** Supplied passage **

------------------------------------------------------------------------

Israeli police said that the bombs at both sites were activated remotely by cellphone. It said that the explosives were placed in bags and contained nails and pieces of metals to maximize the impact.

Two bombs exploded at bus stops in Jerusalem's outskirts on Nov. 23, killing at least one and wounding more than a dozen other people. (Video: Reuters)

More than 5,000 Israeli security officers were deployed throughout Jerusalem in the wake of the blasts, some searching other bus stops for any additional planted explosives.

The incident recalled the second intifada of the early 2000s, during which Hamas, the Palestinian radical Islamist group, orchestrated a wave of bombings across Israel.

“This is a complex combined attack in two arenas, which appears to be the result of an organized infrastructure, and not a spontaneous act as we have come to know in recent years,” Israeli Public Security Minister Omer Bar Lev said Wednesday morning after visiting the two explosion sites.

The bombings are a departure from the lower-tech, more lone-wolf-style attacks with which Israel has more recently been grappling. Since the spring, a string of Palestinian stabbings, shootings and car rammings have put Israel on high alert. In response, the Israeli military has conducted near-nightly raids, especially around the West Bank city of Jenin, from where a number of assailants have originated.

Palestinian kills three Israelis outside settlement in escalating violence

On Tuesday night, Israeli forces shot dead a 16-year-old Palestinian, Ahmad Shehadeh, during clashes in the West Bank city of Nablus.

------------------------------------------------------------------------

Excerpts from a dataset
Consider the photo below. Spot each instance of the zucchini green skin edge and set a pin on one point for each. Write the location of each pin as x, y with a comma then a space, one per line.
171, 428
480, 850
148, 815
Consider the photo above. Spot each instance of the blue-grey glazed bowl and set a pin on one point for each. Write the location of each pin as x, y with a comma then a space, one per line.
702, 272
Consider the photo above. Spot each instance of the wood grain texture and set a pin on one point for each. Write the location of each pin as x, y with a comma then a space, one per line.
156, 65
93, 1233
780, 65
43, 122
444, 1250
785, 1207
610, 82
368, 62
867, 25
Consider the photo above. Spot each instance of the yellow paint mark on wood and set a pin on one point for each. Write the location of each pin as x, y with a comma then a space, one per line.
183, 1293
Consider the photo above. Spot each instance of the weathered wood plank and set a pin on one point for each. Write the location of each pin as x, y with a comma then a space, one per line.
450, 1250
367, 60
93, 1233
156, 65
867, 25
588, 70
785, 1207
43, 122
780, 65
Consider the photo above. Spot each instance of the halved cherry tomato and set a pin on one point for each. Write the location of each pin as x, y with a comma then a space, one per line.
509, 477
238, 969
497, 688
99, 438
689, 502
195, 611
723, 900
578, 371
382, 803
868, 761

------------------------------------------------------------------------

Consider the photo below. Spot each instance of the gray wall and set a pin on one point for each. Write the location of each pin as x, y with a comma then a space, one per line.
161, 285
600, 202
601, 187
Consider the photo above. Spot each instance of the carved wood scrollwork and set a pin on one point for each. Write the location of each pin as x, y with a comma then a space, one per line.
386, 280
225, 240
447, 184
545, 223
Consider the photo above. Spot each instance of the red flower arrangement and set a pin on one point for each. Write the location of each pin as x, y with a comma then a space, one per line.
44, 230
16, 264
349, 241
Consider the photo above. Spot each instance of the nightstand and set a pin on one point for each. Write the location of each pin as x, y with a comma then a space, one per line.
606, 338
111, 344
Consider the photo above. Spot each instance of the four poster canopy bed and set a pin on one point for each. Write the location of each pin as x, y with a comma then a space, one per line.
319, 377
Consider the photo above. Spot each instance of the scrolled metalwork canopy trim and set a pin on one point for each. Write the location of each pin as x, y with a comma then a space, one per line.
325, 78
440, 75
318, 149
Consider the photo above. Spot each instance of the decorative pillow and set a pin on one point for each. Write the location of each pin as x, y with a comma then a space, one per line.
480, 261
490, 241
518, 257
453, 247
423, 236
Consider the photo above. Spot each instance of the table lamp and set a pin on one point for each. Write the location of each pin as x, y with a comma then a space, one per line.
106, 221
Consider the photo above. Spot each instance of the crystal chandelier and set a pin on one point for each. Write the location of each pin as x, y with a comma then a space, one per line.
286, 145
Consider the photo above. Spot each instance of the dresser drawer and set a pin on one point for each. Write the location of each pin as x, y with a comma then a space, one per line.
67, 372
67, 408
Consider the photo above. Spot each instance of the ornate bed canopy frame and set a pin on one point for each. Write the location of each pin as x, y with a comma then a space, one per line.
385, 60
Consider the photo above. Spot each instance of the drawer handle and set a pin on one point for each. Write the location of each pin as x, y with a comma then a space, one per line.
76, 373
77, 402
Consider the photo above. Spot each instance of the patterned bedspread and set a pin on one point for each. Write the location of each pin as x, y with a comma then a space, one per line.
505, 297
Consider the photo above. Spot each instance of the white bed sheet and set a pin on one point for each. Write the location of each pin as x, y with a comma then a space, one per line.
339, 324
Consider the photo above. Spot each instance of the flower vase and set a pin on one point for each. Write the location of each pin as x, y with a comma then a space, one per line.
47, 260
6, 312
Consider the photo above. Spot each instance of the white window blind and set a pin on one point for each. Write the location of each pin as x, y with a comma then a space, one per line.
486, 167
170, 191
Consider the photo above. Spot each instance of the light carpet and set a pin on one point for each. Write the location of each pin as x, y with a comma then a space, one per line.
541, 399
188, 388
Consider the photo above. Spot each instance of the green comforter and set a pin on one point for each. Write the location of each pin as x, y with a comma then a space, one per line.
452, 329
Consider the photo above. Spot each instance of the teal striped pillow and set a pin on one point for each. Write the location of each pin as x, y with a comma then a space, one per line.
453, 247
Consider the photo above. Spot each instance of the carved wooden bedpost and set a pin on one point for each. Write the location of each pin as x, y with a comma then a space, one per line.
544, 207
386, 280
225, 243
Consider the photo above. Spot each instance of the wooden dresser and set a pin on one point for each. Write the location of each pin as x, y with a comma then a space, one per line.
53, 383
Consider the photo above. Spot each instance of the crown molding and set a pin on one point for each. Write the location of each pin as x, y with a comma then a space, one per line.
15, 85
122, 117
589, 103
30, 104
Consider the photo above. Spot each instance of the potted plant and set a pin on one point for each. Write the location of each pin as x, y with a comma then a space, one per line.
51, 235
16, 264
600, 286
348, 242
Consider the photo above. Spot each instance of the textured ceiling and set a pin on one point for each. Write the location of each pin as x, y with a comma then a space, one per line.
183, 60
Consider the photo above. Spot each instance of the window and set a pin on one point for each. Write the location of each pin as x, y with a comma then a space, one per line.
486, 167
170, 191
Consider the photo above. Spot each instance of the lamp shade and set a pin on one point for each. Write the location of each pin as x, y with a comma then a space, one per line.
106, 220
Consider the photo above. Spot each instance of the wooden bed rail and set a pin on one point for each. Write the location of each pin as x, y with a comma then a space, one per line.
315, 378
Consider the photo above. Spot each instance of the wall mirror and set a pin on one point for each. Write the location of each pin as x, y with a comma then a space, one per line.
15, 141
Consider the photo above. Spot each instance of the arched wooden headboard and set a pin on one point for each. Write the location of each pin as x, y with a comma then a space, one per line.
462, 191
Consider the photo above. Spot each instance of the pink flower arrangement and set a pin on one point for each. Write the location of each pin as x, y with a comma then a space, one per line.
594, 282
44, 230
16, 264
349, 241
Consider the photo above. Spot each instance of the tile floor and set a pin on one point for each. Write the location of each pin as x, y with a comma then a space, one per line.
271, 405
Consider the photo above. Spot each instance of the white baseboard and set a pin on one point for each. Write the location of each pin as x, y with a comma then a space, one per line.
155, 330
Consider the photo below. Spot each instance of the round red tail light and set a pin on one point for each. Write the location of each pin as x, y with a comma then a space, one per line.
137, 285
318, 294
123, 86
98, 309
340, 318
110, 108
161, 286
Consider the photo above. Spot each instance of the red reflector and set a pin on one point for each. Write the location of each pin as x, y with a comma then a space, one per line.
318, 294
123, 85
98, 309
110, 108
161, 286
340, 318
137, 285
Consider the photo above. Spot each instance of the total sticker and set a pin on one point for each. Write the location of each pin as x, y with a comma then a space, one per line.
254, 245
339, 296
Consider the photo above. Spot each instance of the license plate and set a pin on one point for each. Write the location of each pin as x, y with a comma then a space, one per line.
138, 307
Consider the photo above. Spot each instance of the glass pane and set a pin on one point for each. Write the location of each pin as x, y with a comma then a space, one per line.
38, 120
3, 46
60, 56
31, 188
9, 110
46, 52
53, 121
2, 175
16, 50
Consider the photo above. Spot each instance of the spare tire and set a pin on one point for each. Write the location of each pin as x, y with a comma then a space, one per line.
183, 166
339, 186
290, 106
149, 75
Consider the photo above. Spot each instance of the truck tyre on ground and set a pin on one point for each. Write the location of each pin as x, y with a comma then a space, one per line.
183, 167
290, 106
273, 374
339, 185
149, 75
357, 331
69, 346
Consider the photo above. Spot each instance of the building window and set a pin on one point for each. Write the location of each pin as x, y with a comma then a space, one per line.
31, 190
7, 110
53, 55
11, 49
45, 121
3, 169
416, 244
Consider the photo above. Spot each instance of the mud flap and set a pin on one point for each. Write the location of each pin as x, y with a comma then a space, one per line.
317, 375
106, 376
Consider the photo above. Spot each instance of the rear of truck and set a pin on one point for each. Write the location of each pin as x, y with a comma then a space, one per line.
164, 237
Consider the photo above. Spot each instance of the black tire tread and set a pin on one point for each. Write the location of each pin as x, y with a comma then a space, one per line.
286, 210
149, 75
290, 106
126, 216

------------------------------------------------------------------------

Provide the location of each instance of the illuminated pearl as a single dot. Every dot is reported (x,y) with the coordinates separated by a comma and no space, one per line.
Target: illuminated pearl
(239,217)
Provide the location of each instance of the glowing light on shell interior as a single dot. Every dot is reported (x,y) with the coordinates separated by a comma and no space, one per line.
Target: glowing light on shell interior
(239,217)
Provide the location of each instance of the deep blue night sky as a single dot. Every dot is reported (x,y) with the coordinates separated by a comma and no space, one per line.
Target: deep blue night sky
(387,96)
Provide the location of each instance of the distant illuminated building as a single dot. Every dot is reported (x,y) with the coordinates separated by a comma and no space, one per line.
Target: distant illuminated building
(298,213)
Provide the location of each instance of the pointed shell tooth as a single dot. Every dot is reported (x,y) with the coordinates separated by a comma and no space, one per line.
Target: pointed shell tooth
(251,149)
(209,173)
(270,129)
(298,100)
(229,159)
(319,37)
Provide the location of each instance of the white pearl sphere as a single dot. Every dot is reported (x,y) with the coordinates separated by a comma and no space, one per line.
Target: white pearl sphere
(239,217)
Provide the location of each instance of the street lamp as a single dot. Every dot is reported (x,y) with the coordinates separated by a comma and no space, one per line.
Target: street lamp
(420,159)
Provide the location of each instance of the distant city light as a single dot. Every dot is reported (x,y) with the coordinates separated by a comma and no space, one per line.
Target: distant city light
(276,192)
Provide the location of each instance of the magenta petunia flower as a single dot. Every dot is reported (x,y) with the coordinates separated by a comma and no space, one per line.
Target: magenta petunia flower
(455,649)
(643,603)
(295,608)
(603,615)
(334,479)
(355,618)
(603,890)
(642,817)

------------------------------------------------------------------------

** Tasks for this exercise **
(A) In the report on the Jerusalem bombings, how many Israeli security officers were deployed throughout the city after the blasts?
(B) Continue the report on the Jerusalem bus stop bombings from where it stops.

** Answer list **
(A) More than 5,000

(B)
In nearby Jenin, Palestinian gunmen took the body of Tiran Ferro, a 17-year-old Israeli citizen from the Druze town of Daliyat al-Karmel, from a hospital, where he was taken after suffering serious injuries in a car crash.

His family said that about 20 masked gunmen arrived at the hospital and disconnected Ferro from a ventilator, and that he died shortly afterward. Israel is in talks with the Palestinian Authority to return the body, Daliyat al-Karmel Mayor Rafik Halabi told Kan, Israel’s public broadcaster.

Adi Ferro, Tiran’s uncle, told Kan that members of the Islamic Jihad, a militant group with a large presence in Jenin, had snatched the body. He said that his nephew was a high school student in the 12th grade and not a soldier, as the gunmen may have thought.

“If Tiran’s body is not returned, the kidnappers will pay a heavy price,” Israeli Prime Minister Yair Lapid said in a statement.

Palestinian militants have in the past abducted Israelis to negotiate the release of their prisoners.

Last week, a Palestinian teenager carried out a combined stabbing and car ramming attack near the West Bank settlement of Ariel, killing three Israelis.

Prime Minister-elect Benjamin Netanyahu, who is in the midst of coalition negotiations to form the most right-wing government in Israel’s history, tweeted on Wednesday morning that he was “praying for the peace of the injured in the combined terror attack in Jerusalem this morning and backing the security forces operating in the field.”

Netanyahu called for the swift formation of the new government to “return security to the citizens of Israel.”

Itamar Ben Gvir, a far-right politician who is set to be appointed as Israel’s public security minister, tweeted that the bombing “takes us back to the difficult intifada period.”

He vowed a return to the policies of targeted assassinations of Palestinian leaders, curfews on the hometowns of assailants, lockdowns in prisons with Palestinian inmates, and stopping Palestinian authorities from paying compensation to those who served time in Israeli prisons or were harmed in clashes. Israeli critics have dubbed it a “pay to slay” policy that they say gives incentive to violence.

“It’s time to take a hard hand against terrorists; it’s time to make order,” he said.